* **Extrait de page**

____________

Tribunal judiciaire de Draguignan, 5 février 2025, RG n° 24/02767
Tribunal judiciaire de Draguignan, 5 février 2025, RG n° 24/02767

Type de juridiction : Tribunal judiciaire

Juridiction : Tribunal judiciaire de Draguignan

Thématique : Expertise et obligations dans la construction immobilière : enjeux et contestations.

Résumé

Résumé des faits

La société ALCYOM a entrepris la construction d’un ensemble immobilier à une adresse spécifique. Le 6 septembre 2022, des époux, en tant qu’acheteurs, ont acquis un appartement au deuxième étage ainsi que trois garages. La livraison de l’immeuble a eu lieu le 11 avril 2023, mais avec des réserves concernant des désordres et la non-livraison des garages et d’un local à vélo. En conséquence, les époux ont assigné la société ALCYOM devant le juge des référés pour désigner un expert judiciaire et demander la livraison des lots non livrés, ainsi qu’une provision pour préjudice.

____________

* **Exercice écrit A**
Traduisez en anglais cette phrase du résumé du jugement de Draguignan : « La livraison de l’immeuble a eu lieu le 11 avril 2023, mais avec des réserves concernant des désordres et la non-livraison des garages et d’un local à vélo. »
* **Exercice écrit B**
Reprenez le résumé du jugement de Draguignan et écrivez-en la suite, à partir de sa dernière phrase.

* **Enregistrements de données**
____________

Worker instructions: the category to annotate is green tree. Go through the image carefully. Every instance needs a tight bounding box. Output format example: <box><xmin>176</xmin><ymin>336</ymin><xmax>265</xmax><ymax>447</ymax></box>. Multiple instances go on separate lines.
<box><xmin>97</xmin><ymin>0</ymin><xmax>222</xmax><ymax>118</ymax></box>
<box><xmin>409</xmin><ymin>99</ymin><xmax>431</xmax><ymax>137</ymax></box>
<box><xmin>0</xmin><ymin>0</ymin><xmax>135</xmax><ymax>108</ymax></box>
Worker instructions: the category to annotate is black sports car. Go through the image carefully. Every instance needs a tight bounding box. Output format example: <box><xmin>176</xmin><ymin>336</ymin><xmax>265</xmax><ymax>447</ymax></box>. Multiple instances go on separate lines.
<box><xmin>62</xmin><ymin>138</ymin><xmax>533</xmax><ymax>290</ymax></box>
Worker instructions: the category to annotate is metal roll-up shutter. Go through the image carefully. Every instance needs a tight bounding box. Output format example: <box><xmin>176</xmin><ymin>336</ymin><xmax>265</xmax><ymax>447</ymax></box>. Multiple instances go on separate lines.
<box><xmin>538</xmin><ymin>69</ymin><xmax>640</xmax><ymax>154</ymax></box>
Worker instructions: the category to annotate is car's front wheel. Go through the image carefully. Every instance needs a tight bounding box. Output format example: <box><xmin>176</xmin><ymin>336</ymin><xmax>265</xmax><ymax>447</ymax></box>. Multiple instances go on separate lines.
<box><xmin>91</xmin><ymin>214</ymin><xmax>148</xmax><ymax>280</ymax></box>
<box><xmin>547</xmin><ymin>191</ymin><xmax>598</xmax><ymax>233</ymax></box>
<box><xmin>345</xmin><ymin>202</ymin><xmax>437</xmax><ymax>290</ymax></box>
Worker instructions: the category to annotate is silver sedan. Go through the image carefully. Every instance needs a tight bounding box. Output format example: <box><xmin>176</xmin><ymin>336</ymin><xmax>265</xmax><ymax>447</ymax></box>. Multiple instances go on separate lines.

____________

* **Corrigé A**
The building was handed over on April 11, 2023, but with reservations regarding defects and the failure to deliver the garages and a bicycle storage room.

* **Corrigé B**
Procédure engagée

La société ALCYOM a ensuite assigné son assureur, la compagnie ALBINGIA, en intervention forcée. Les deux procédures ont été jointes. La compagnie ALBINGIA a demandé au juge des référés de déclarer irrecevables les demandes à son encontre, arguant que les garanties de ses contrats n’étaient pas mobilisables et qu’il n’y avait pas eu de déclaration de sinistre préalable. De son côté, la société ALCYOM a également formulé des demandes pour être déclarée recevable et pour que les demandes des époux soient rejetées.

Décès d’un des époux

Lors de l’audience, il a été confirmé le décès de l’un des époux, ce qui a conduit à la poursuite de l’instance par l’autre époux. Le juge a constaté ce décès et a permis à l’époux survivant de continuer la procédure.

Demande d’expertise judiciaire

Le juge a jugé légitime la demande d’expertise judiciaire formulée par l’époux, en raison des désordres allégués. Il a ordonné une expertise pour vérifier les désordres et a précisé que l’expert devait examiner les travaux effectués et leur conformité aux normes en vigueur. L’expert a également été chargé de déterminer les responsabilités et d’évaluer les préjudices subis par l’époux.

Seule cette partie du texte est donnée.